- [TASK OBJECTIVE]: Each line of the material must be repeated precisely, with the pictures left out.
— begin —
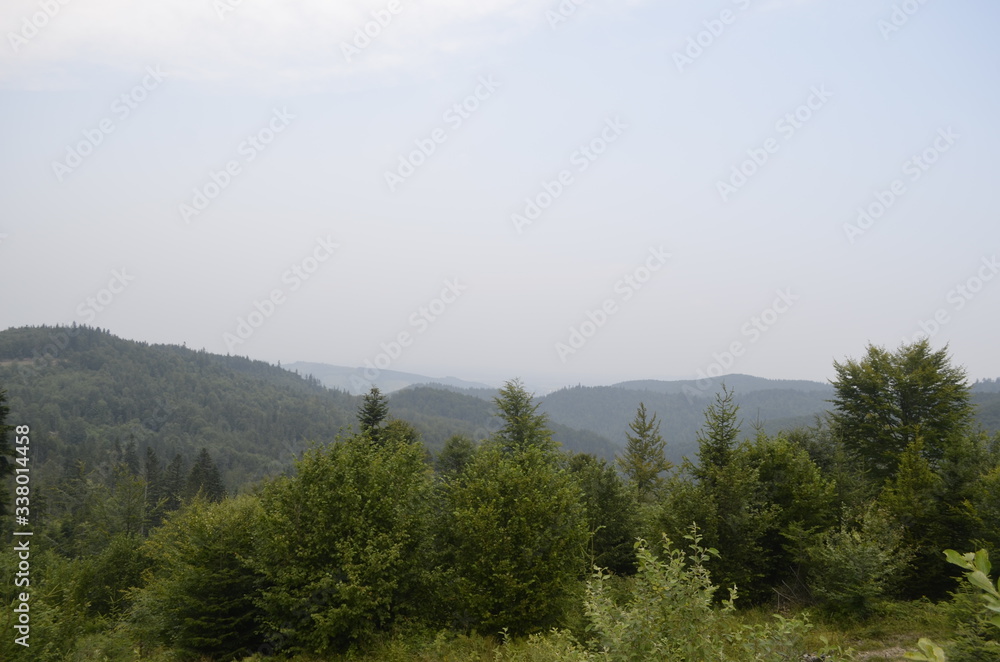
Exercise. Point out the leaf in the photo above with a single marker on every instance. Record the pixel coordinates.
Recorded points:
(982, 562)
(956, 558)
(980, 580)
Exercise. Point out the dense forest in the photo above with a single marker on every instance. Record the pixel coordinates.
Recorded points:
(187, 506)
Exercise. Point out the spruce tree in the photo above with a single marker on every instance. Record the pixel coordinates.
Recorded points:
(205, 479)
(644, 459)
(173, 483)
(523, 426)
(372, 413)
(717, 437)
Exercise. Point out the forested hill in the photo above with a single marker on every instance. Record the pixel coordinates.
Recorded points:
(607, 410)
(441, 412)
(87, 394)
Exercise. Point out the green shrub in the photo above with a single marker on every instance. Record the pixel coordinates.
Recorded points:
(670, 615)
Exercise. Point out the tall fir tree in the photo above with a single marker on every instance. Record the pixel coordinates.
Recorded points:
(373, 413)
(173, 483)
(645, 457)
(717, 437)
(523, 426)
(205, 479)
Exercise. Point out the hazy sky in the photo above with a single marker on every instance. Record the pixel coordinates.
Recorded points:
(576, 191)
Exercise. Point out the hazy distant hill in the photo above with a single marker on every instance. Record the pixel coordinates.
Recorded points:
(442, 412)
(777, 404)
(736, 382)
(87, 393)
(355, 382)
(607, 410)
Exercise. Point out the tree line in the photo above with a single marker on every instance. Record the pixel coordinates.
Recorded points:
(371, 534)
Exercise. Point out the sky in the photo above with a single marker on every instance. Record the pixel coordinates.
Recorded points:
(570, 192)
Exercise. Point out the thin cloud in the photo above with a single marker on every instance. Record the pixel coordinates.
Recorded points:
(257, 43)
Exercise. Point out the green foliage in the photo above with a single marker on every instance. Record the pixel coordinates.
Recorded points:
(455, 456)
(645, 459)
(523, 426)
(850, 567)
(515, 534)
(670, 615)
(795, 497)
(373, 412)
(717, 438)
(612, 516)
(978, 566)
(342, 545)
(885, 401)
(6, 451)
(979, 631)
(204, 479)
(199, 595)
(94, 389)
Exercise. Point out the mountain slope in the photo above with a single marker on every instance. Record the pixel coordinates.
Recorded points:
(355, 381)
(87, 395)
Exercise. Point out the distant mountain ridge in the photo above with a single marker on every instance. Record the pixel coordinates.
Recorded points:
(358, 381)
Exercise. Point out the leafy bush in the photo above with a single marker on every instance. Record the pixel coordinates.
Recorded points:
(670, 615)
(850, 567)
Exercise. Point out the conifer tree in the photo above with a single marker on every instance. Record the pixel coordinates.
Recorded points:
(644, 459)
(717, 437)
(373, 412)
(523, 426)
(205, 479)
(173, 483)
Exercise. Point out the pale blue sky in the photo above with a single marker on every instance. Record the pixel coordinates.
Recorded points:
(884, 97)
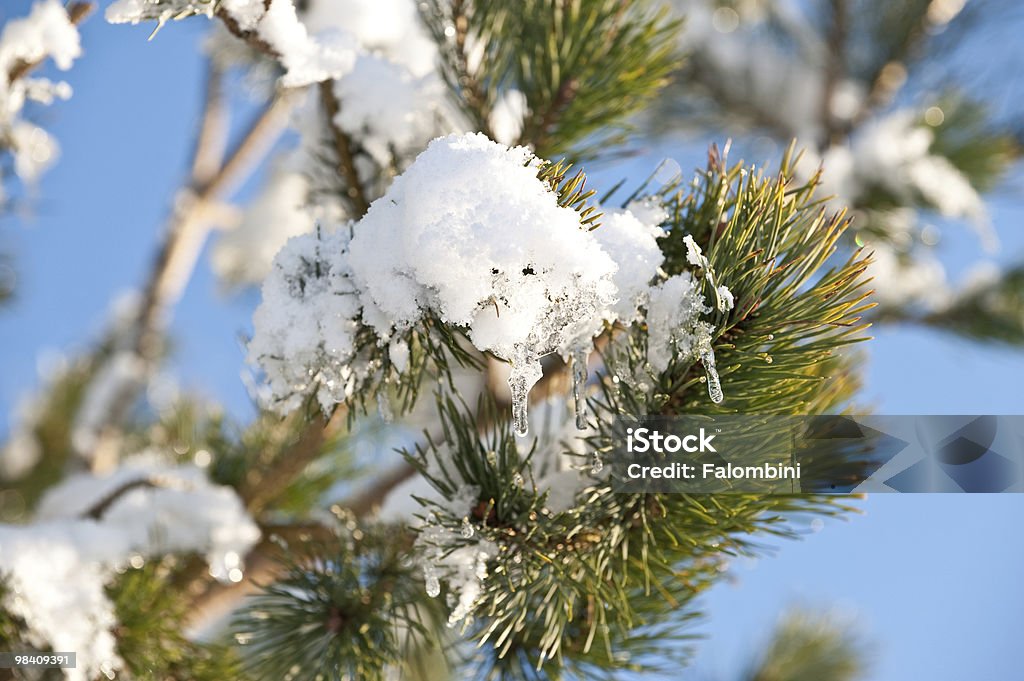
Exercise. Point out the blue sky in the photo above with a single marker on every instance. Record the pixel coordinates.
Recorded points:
(935, 581)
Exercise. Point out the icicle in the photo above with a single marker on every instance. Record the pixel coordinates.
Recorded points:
(714, 384)
(433, 584)
(384, 408)
(580, 356)
(525, 373)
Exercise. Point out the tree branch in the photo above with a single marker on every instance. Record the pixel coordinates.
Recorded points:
(186, 231)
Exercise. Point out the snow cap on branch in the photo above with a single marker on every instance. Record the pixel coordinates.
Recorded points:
(45, 33)
(176, 509)
(468, 235)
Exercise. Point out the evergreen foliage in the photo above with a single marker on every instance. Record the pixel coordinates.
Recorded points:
(592, 584)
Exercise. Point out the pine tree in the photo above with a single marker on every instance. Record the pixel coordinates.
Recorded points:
(452, 277)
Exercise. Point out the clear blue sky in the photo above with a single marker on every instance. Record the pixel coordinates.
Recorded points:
(935, 580)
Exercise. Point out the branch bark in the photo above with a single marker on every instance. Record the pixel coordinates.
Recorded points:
(343, 149)
(212, 176)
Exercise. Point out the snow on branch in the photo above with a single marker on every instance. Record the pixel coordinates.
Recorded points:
(470, 236)
(47, 33)
(88, 527)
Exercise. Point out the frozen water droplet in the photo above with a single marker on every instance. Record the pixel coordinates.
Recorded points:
(714, 384)
(525, 373)
(384, 408)
(432, 583)
(579, 384)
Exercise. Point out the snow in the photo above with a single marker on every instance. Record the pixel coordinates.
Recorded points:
(45, 33)
(78, 615)
(244, 254)
(389, 29)
(134, 11)
(630, 237)
(471, 236)
(185, 512)
(305, 59)
(893, 153)
(304, 330)
(388, 109)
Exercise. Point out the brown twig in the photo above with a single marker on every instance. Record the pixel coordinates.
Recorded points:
(96, 511)
(343, 149)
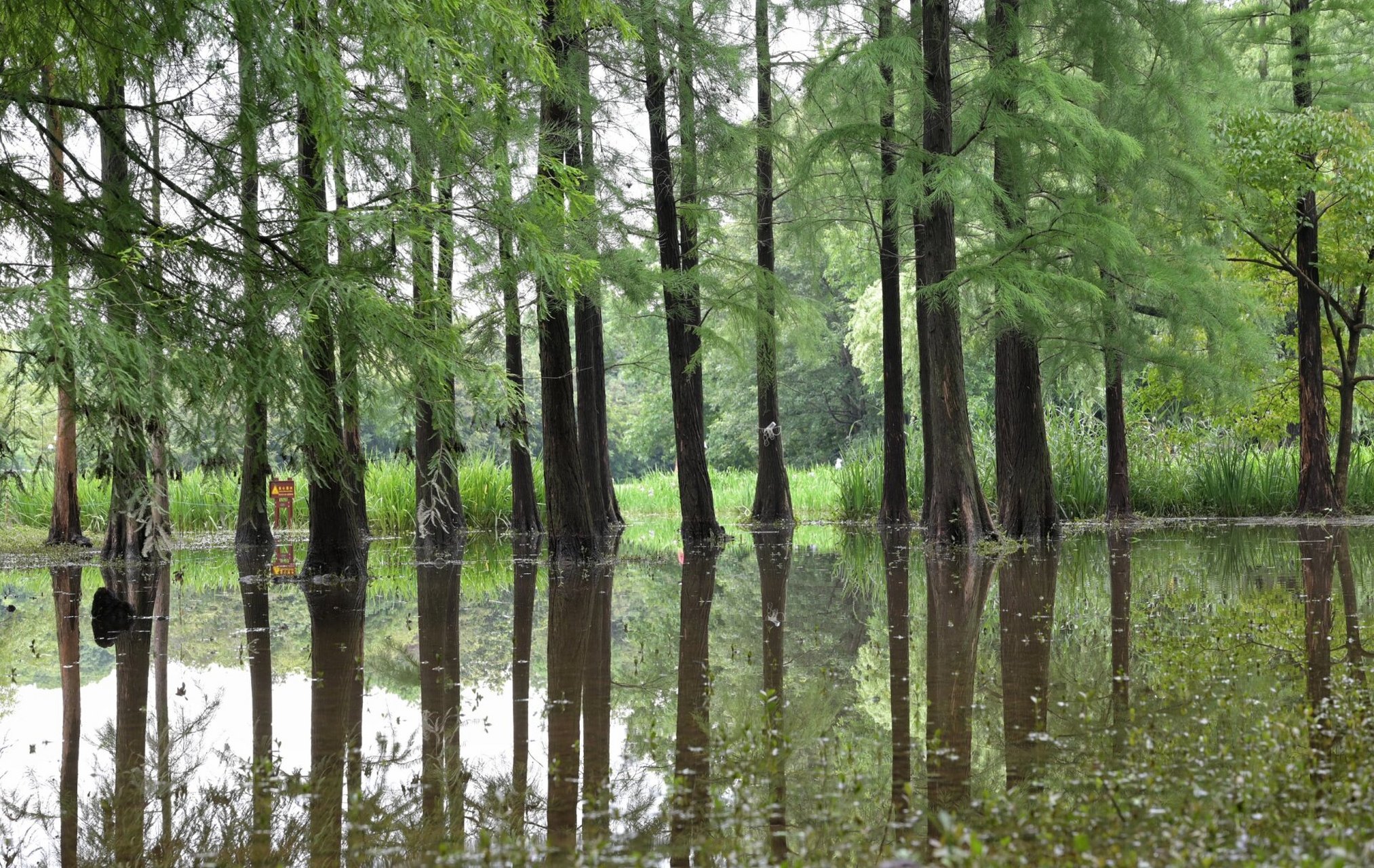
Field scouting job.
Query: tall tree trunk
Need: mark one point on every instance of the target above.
(66, 601)
(439, 505)
(895, 507)
(896, 559)
(772, 494)
(1025, 481)
(954, 506)
(1315, 484)
(957, 587)
(570, 602)
(570, 522)
(597, 707)
(1119, 467)
(524, 503)
(689, 810)
(1025, 597)
(337, 540)
(682, 297)
(257, 631)
(774, 555)
(252, 528)
(65, 526)
(131, 498)
(593, 430)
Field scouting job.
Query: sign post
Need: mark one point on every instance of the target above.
(282, 494)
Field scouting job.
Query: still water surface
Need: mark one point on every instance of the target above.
(1160, 696)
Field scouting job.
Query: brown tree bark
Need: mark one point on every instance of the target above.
(954, 506)
(957, 587)
(66, 602)
(570, 524)
(896, 558)
(337, 513)
(689, 809)
(524, 503)
(772, 494)
(682, 298)
(131, 498)
(1025, 599)
(252, 526)
(65, 525)
(1315, 485)
(1025, 481)
(1119, 462)
(895, 507)
(439, 503)
(772, 551)
(593, 430)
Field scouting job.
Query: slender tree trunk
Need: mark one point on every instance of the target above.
(257, 637)
(1025, 481)
(772, 494)
(1119, 467)
(253, 528)
(895, 509)
(896, 558)
(593, 430)
(774, 555)
(954, 506)
(1025, 591)
(682, 298)
(957, 587)
(66, 599)
(1315, 485)
(570, 522)
(65, 526)
(131, 498)
(439, 505)
(524, 503)
(337, 540)
(689, 808)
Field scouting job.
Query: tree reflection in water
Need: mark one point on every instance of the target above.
— end —
- [TASK RESULT]:
Exercise. Point out the leaf in the photo above with a single marker on every instance. Record the pixel coordinates.
Recorded points:
(982, 562)
(956, 558)
(980, 580)
Exercise. Point out the dense forest in the photo above with a single marker on every instance. Record the pixel coordinates.
Recorded points:
(187, 506)
Exercise. Point out the spruce tree in the photo above with a single marker on every instance. Record the pixel coordinates.
Recorded points:
(205, 479)
(644, 459)
(173, 483)
(523, 426)
(372, 413)
(717, 437)
Exercise. Point out the forested hill in the photo above with a single marker on every instance. Record the pixel coordinates.
Recorded points:
(607, 410)
(441, 412)
(87, 394)
Exercise. Point out the green shrub in the photo above with a single marker on every instance. Record the pixel coordinates.
Recorded points:
(670, 615)
Exercise. Point out the tall fir tree in the photo above with a single marker on every instance. Record the pixel coordinates.
Recorded points:
(373, 413)
(173, 483)
(645, 457)
(717, 437)
(523, 426)
(205, 479)
Exercise. Point out the hazy sky in the photo above with a single marker on every instance. Record the pixel coordinates.
Recorded points:
(576, 191)
Exercise. Point out the hazy distant hill in the photo above with a single marker on every instance. Record the pixel coordinates.
Recorded points:
(442, 412)
(777, 404)
(736, 382)
(87, 393)
(355, 382)
(607, 410)
Exercise. Point out the tree line in the photo above with a single marker on every instance. Record the pixel coordinates.
Recorded points:
(371, 534)
Exercise. Point out the sky in the photo above with a single marker on every instance. Record the pixel coordinates.
Recorded points:
(570, 192)
Exercise. Point out the thin cloud in the photo above with a single marker on every instance. Record the pixel coordinates.
Recorded points:
(257, 43)
Exercise. Point out the green foliage in the photo above with a single marker on every instance. Record the pixel coordinates.
Recorded points:
(455, 456)
(645, 459)
(523, 426)
(850, 567)
(515, 534)
(670, 615)
(795, 497)
(373, 412)
(717, 438)
(612, 516)
(978, 566)
(342, 545)
(885, 401)
(6, 451)
(979, 631)
(204, 479)
(199, 595)
(94, 389)
Exercise. Point out the mountain slope in the photo above with a single marker on every instance. Record the pixel coordinates.
Recorded points:
(355, 381)
(87, 395)
Exercise. Point out the distant mountain ridge in the photo above with a single marker on every instance. Record the pixel coordinates.
Recorded points:
(358, 381)
Exercise. Point out the leafy bush in the photo above with a single marker on every instance. Record the pixel coordinates.
Recorded points:
(670, 615)
(850, 567)
Exercise. Point out the conifer tree in the photo above with a single marker on every instance. Record the pixel coordinates.
Recorded points:
(644, 459)
(717, 437)
(373, 412)
(523, 426)
(205, 479)
(173, 483)
Exercise. Point out the pale blue sky in the photo above with a single marker on every instance. Record the pixel coordinates.
Recorded points:
(884, 97)
Exercise. Point out the blue sky in the photo above with a single marker on every instance. Record the pixel coordinates.
Recorded points:
(935, 581)
Exercise. Point out the icicle in the photo above with a single marker on every instance. Record the pixel coordinates.
Recorded points:
(714, 384)
(433, 584)
(384, 408)
(580, 356)
(525, 373)
Exercise. Point out the tree branch in the photo above with a single marker on every instance. Record the pixel coordinates.
Recorded points:
(186, 231)
Exercise. Point out the snow cap on branch in the photo above with a single marker on every instance. Record the pixel coordinates.
Recorded points:
(45, 33)
(176, 509)
(468, 235)
Exercise. Point out the evergreen foliage in the photo above with a single marker on every instance. Record the pixel coordinates.
Recorded points:
(592, 584)
Exercise. Point out the pine tree in the photo above with a single marker on every instance. Record the pixel coordinates.
Recorded points:
(452, 277)
Exercise. Point out the clear blue sky in the photo above with a single marker on every instance. Record the pixel coordinates.
Recorded points:
(935, 580)
Exercise. Point out the branch bark in the photo above with a single marker on every instance. Record the pixel coordinates.
Recorded points:
(343, 149)
(212, 176)
Exercise. Point out the snow on branch in the photo above with a single marker on every instance. Record the pixel coordinates.
Recorded points:
(470, 236)
(47, 33)
(88, 527)
Exercise. Point out the frozen water droplet in the photo above with a single marker on every instance. Record the pixel coordinates.
Recorded points:
(714, 384)
(525, 373)
(384, 408)
(432, 583)
(579, 384)
Exercise. Point out the snow in the photo above with a single marker on every instance. Record the pixel coordinates.
Recorded points:
(45, 33)
(78, 615)
(244, 254)
(389, 29)
(134, 11)
(630, 237)
(471, 236)
(185, 512)
(305, 59)
(893, 153)
(304, 330)
(388, 109)
Exercise. Point out the brown twig in the photo above with a single marker on every instance. Record the pixel coordinates.
Recorded points:
(96, 511)
(343, 149)
Field scouting job.
Query: tall tree trunk
Need: mark one point on every instance of the target above.
(66, 601)
(439, 505)
(895, 507)
(896, 559)
(772, 494)
(1025, 481)
(954, 506)
(1315, 484)
(957, 587)
(570, 602)
(570, 522)
(597, 707)
(1119, 467)
(524, 503)
(689, 810)
(1025, 597)
(337, 540)
(682, 297)
(257, 631)
(774, 555)
(252, 528)
(65, 526)
(131, 498)
(593, 430)
Field scouting job.
Query: sign post
Need: mark one point on every instance of the target above.
(282, 494)
Field scouting job.
Query: still water surface
Need: mark one point on every instance of the target above.
(1160, 696)
Field scouting job.
Query: brown tree bark
Need: mark one point on every instance of the target above.
(954, 506)
(957, 587)
(66, 602)
(570, 524)
(896, 558)
(337, 513)
(689, 809)
(524, 503)
(772, 494)
(682, 298)
(131, 498)
(1025, 599)
(252, 526)
(65, 525)
(1315, 485)
(1025, 481)
(1119, 462)
(895, 507)
(439, 503)
(772, 551)
(593, 430)
Field scouting job.
Query: slender tree trunk
Need: mark one point on every instance of the target above.
(257, 637)
(1025, 481)
(772, 494)
(1119, 467)
(253, 528)
(895, 509)
(896, 558)
(593, 430)
(774, 555)
(954, 506)
(1025, 591)
(682, 298)
(957, 587)
(66, 599)
(1315, 485)
(570, 522)
(65, 526)
(131, 498)
(439, 505)
(524, 503)
(337, 540)
(689, 808)
Field scouting job.
Query: tree reflection in water
Need: mark one point on every instance of the target above.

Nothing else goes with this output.